Reproduce the passage of the keyspace tracker page starting with "Flexible sampling for" and going on through "(~50% of keys)", keeping every character unchanged.

■ **Page text**:

++++++++

Flexible sampling for benchmark workloads:

// Limit number of items returned
for (id, _) in tracker.iter().set_only().limit(1000).sequential() {
    // Returns at most 1000 items
}

// Probabilistic sampling (~50% of keys)
for (id, _) in tracker.iter().set_only().sample(0.5).sequential() {
    // Each key has 50% chance of being returned
}

// Mixed-ratio: 90% existing + 10% new keys
for (id, _) in tracker.iter().mixed_ratio(0.9).random() {
    // 90% of returned IDs are set, 10% are unset
}

// Range-relative iteration (upper 50% of keyspace)
for (id, _) in tracker.iter().set_only().range_percent(0.5, 1.0).sequential() {
    // Only IDs in upper half of keyspace
}

// Combine options
for (id, _) in tracker.iter()
    .mixed_ratio(0.9)
    .sample(0.5)
    .limit(10_000)
    .seed(42)
    .random()
{
    // Complex workload pattern
}

Access Distributions

Realistic workload patterns for benchmarking:

use keyspace_tracker::{SamplingConfig, AccessDistribution};

// Zipfian distribution (popular keys accessed more)
let config = SamplingConfig::new()
    .with_distribution(AccessDistribution::Zipfian { skew: 0.99 });

// Hotspot (20% of keys get 80% of traffic)
let config = SamplingConfig::new()
    .with_distribution(AccessDistribution::Hotspot { 
        hot_pct: 0.2, 
        hot_prob: 0.8 
    });

// Latest (recent keys accessed more)
let config = SamplingConfig::new()
    .with_distribution(AccessDistribution::Latest { 
        recent_pct: 0.1, 
        recent_prob: 0.9 
    });

for (id, _) in tracker.iter().with_sampling(config).random() {
    // Access pattern follows distribution
}

Write Iterator

Atomically claim unique IDs:

// Claim unset IDs atomically (thread-safe)
let mut writer = tracker.iter().unset_only().write();
let mut claimed = Vec::new();

while let Some((id, _)) = writer.next() {
    claimed.push(id);
    if claimed.len() >= 100 { break; }
}
// All IDs in `claimed` are now set and unique

Concurrent Workers with continue_write()

++++++++

■ **Information shown**:
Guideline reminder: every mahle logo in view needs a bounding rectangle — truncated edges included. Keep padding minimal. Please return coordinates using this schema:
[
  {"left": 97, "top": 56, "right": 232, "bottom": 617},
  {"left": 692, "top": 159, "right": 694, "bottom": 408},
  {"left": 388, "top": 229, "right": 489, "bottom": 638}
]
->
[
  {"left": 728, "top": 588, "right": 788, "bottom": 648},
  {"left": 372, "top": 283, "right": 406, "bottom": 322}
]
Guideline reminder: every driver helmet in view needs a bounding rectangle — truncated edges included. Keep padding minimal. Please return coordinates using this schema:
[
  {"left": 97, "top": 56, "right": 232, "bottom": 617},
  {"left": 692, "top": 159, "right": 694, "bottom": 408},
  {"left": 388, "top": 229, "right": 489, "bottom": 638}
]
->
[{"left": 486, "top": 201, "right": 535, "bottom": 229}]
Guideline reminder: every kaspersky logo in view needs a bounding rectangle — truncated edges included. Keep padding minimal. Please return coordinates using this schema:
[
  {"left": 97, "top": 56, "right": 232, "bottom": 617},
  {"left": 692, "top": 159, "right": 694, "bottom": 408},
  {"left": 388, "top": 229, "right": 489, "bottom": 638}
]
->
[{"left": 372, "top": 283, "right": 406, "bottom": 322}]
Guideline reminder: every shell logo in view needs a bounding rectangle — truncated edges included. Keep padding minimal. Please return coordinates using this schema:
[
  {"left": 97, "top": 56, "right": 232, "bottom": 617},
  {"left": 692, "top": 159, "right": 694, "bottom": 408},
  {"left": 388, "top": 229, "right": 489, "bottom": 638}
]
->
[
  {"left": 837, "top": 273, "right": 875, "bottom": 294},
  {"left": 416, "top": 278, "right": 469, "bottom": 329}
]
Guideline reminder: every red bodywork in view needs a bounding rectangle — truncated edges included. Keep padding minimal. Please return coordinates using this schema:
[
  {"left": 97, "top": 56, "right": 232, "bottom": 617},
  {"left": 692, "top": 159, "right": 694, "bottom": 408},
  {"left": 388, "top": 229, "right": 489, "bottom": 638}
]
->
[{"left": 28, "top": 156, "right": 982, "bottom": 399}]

++++++++

■ **Response**:
Flexible sampling for benchmark workloads:

// Limit number of items returned
for (id, _) in tracker.iter().set_only().limit(1000).sequential() {
    // Returns at most 1000 items
}

// Probabilistic sampling (~50% of keys)